BEGIN EXTRACT TO READ

Automate all steps of santaR fitting, Confidence bands estimation and p-values calculation for one or multiple variables

santaR_auto_fit encompasses all the analytical steps for the detection of significantly altered time trajectories (input data preparation: get_ind_time_matrix, establishing group membership: get_grouping, spline modelling of individual and group time evolutions: santaR_fit, computation of group mean curve confidence bands: santaR_CBand, identification of significantly altered time trajectories: santaR_pvalue_dist and/or santaR_pvalue_fit). As santaR is an univariate approach, multiple variables can be processed independently, which santaR_auto_fit can execute in parallel over multiple CPU cores.

Usage

santaR_auto_fit(
  inputData,
  ind,
  time,
  group = NA,
  df,
  ncores = 0,
  CBand = TRUE,
  pval.dist = TRUE,
  pval.fit = FALSE,
  nBoot = 1000,
  alpha = 0.05,
  nPerm = 1000,
  nStep = 5000,
  alphaPval = 0.05,
  forceParIndTimeMat = FALSE
)

Arguments

inputData: data.frame of measurements with observations as rows and variables as columns.

END EXTRACT TO READ

EXERCISE SET:
1 - According to the santaR_auto_fit documentation, why can santaR_auto_fit spread the processing of multiple variables over several CPU cores? Answer in one to three sentences.
2 - Retype everything in the santaR_auto_fit documentation from "santaR_auto_fit encompasses all" down to "multiple CPU cores.".
Rely only on the santaR_auto_fit documentation.

BEGIN RECORD EXTRACTS

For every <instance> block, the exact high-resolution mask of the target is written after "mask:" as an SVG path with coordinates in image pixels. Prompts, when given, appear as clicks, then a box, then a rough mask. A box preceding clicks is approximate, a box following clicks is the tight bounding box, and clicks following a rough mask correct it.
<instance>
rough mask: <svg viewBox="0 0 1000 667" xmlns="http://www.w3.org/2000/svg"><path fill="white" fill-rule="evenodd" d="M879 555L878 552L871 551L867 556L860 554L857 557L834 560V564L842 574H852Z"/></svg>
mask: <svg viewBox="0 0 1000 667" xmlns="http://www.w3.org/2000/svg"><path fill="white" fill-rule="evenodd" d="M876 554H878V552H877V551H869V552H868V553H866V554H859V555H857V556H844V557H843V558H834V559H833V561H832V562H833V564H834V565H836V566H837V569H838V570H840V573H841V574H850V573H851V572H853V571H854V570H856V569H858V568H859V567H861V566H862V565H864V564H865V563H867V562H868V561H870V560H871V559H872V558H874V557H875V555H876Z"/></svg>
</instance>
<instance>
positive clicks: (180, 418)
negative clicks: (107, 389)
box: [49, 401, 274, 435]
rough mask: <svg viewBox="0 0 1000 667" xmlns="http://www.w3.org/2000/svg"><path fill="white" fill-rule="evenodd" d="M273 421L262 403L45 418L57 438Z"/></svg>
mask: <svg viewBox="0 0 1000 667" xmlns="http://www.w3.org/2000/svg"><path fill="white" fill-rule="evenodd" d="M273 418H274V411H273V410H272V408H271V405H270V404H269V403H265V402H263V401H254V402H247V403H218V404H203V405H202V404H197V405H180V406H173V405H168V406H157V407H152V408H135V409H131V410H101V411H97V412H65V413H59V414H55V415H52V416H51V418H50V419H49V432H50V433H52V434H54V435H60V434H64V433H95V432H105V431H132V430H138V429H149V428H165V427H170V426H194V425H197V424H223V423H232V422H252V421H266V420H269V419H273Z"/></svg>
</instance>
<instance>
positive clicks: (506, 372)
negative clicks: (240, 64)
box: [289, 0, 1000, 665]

END RECORD EXTRACTS

ANSWERS BY ITEM:
1 - santaR is a univariate approach, so each variable can be processed independently of the others. That independence is what allows santaR_auto_fit to handle multiple variables in parallel over multiple CPU cores.

2 -
santaR_auto_fit encompasses all the analytical steps for the detection of significantly altered time trajectories (input data preparation: get_ind_time_matrix, establishing group membership: get_grouping, spline modelling of individual and group time evolutions: santaR_fit, computation of group mean curve confidence bands: santaR_CBand, identification of significantly altered time trajectories: santaR_pvalue_dist and/or santaR_pvalue_fit). As santaR is an univariate approach, multiple variables can be processed independently, which santaR_auto_fit can execute in parallel over multiple CPU cores.